## Given task A
Reproduce the passage on Grand Funk's teenage audience in full, word for word.

## Passage
☆ ☆ ☆ ☆ ☆

Here are the ingredients that make up my theory:

The generation gap. It’s pretty well-established at this point that the Greatest Generation and the Baby Boomers didn’t see eye to eye on a lot of things in the late ’60s and early ’70s.

That’s not to overstate things — not every household was a generational war zone — but there were plenty of homes where parents and kids saw life from vastly different, and difficult-to-reconcile, perspectives.

The voice of teenage America. Every Grand Funk review I’ve read from the group’s first period of success (1969 to 1971) comments on the band’s remarkable connection with a youthful audience, and its complete inability to connect with anyone older. It’s as if Mark, Don and Mel broadcast on a frequency that didn’t come through clearly unless you were somewhere between 13 and 21.

So great was the disconnect that Lenny Kaye, reviewing Live Album for Rolling Stone, devoted 95 percent of his review to verbatim quotes from Grand Funk fans explaining why they liked the band — closing with the logic, “If you can’t beat ’em, join ’em.”

Or, take the aforementioned Lester Bangs, reviewing the Survival album in Rolling Stone later that same year:

“Grand Funk are one of the very few groups rising recently that do reflect the aspirations and attitudes of their audience in that most basic way. And they’ve achieved that vast consensus not only through hype but because they¬†are that audience, are the rallying point for any sense of mass identity and community in Teenage America circa 1971.”

☆ ☆ ☆ ☆ ☆

## Source data
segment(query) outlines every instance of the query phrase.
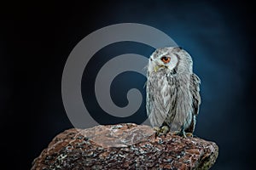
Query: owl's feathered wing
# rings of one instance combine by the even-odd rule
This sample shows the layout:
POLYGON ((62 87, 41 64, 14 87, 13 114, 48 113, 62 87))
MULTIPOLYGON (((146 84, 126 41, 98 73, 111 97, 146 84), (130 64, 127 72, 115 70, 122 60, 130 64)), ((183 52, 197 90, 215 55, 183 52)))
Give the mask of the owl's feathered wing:
MULTIPOLYGON (((199 86, 201 81, 200 78, 194 73, 191 74, 190 78, 188 80, 189 81, 189 89, 188 89, 189 90, 189 92, 188 93, 190 93, 191 95, 189 95, 186 93, 179 93, 181 91, 177 90, 175 83, 170 83, 169 82, 168 86, 170 87, 167 88, 168 90, 166 90, 164 85, 160 87, 155 87, 154 86, 154 80, 148 80, 146 107, 148 119, 154 127, 160 127, 164 122, 167 123, 170 126, 173 122, 173 120, 177 120, 179 118, 187 120, 187 112, 191 111, 191 122, 187 122, 189 123, 189 128, 191 129, 188 130, 191 132, 194 131, 195 125, 195 120, 194 118, 199 112, 199 106, 201 104, 201 97, 199 94, 199 86), (177 110, 177 106, 181 105, 181 103, 189 101, 189 99, 183 100, 183 99, 187 99, 188 96, 191 96, 192 98, 190 100, 192 102, 192 105, 184 105, 185 106, 179 107, 182 109, 177 110)), ((158 81, 164 80, 160 79, 158 81)), ((160 84, 165 84, 165 82, 160 82, 160 84)), ((175 127, 175 124, 173 125, 175 127)), ((176 128, 176 130, 177 130, 177 127, 173 128, 176 128)))
POLYGON ((201 105, 201 97, 200 97, 200 83, 201 83, 201 80, 200 78, 195 75, 195 74, 192 74, 190 76, 190 81, 189 81, 189 91, 192 94, 192 107, 193 107, 193 111, 192 111, 192 115, 196 116, 198 115, 199 112, 199 106, 201 105))
POLYGON ((170 110, 171 105, 168 101, 170 99, 168 95, 170 94, 166 91, 166 100, 165 101, 160 94, 161 89, 159 89, 161 87, 154 86, 154 82, 152 80, 147 82, 147 114, 153 127, 160 127, 166 119, 170 110))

☆ ☆ ☆ ☆ ☆

## Given task B
Rewrite the entries from their beginning through the line containing "POLYGON ((201 105, 201", inclusive, replacing "instance" with "occurrence" and changing nothing else. Return only those lines, and omit the pictures.

## Written answer A
Here are the ingredients that make up my theory:

The generation gap. It’s pretty well-established at this point that the Greatest Generation and the Baby Boomers didn’t see eye to eye on a lot of things in the late ’60s and early ’70s.

That’s not to overstate things — not every household was a generational war zone — but there were plenty of homes where parents and kids saw life from vastly different, and difficult-to-reconcile, perspectives.

The voice of teenage America. Every Grand Funk review I’ve read from the group’s first period of success (1969 to 1971) comments on the band’s remarkable connection with a youthful audience, and its complete inability to connect with anyone older. It’s as if Mark, Don and Mel broadcast on a frequency that didn’t come through clearly unless you were somewhere between 13 and 21.

So great was the disconnect that Lenny Kaye, reviewing Live Album for Rolling Stone, devoted 95 percent of his review to verbatim quotes from Grand Funk fans explaining why they liked the band — closing with the logic, “If you can’t beat ’em, join ’em.”

Or, take the aforementioned Lester Bangs, reviewing the Survival album in Rolling Stone later that same year:

“Grand Funk are one of the very few groups rising recently that do reflect the aspirations and attitudes of their audience in that most basic way. And they’ve achieved that vast consensus not only through hype but because they¬†are that audience, are the rallying point for any sense of mass identity and community in Teenage America circa 1971.”

## Written answer B
segment(query) outlines every occurrence of the query phrase.
Query: owl's feathered wing
# rings of one occurrence combine by the even-odd rule
This sample shows the layout:
POLYGON ((62 87, 41 64, 14 87, 13 114, 48 113, 62 87))
MULTIPOLYGON (((146 84, 126 41, 98 73, 111 97, 146 84), (130 64, 127 72, 115 70, 122 60, 130 64)), ((183 52, 197 90, 215 55, 183 52)))
Give the mask of the owl's feathered wing:
MULTIPOLYGON (((199 86, 201 81, 200 78, 194 73, 191 74, 190 78, 188 80, 189 81, 189 89, 188 89, 189 90, 189 92, 188 93, 190 93, 191 95, 189 95, 186 93, 179 93, 181 91, 177 90, 175 83, 170 83, 169 82, 168 86, 170 87, 167 88, 168 90, 166 90, 164 85, 160 87, 155 87, 154 86, 154 80, 148 80, 146 107, 148 119, 154 127, 160 127, 164 122, 167 123, 170 126, 173 122, 173 120, 177 120, 179 118, 187 120, 187 112, 191 111, 191 122, 187 122, 189 123, 189 128, 191 129, 188 130, 191 132, 194 131, 195 125, 195 120, 194 118, 199 112, 199 106, 201 104, 201 97, 199 94, 199 86), (177 110, 177 106, 181 105, 181 103, 189 101, 189 99, 183 100, 183 99, 187 99, 188 96, 191 96, 192 98, 190 100, 192 102, 192 105, 184 105, 185 106, 179 107, 182 109, 177 110)), ((158 81, 164 80, 160 79, 158 81)), ((160 84, 165 84, 165 82, 160 82, 160 84)), ((175 127, 175 124, 173 125, 175 127)), ((176 128, 176 130, 177 130, 177 127, 173 128, 176 128)))
POLYGON ((201 105, 201 97, 200 97, 200 83, 201 83, 201 80, 200 78, 195 75, 195 74, 192 74, 190 76, 190 81, 189 81, 189 91, 192 94, 192 107, 193 107, 193 111, 192 111, 192 115, 196 116, 198 115, 199 112, 199 106, 201 105))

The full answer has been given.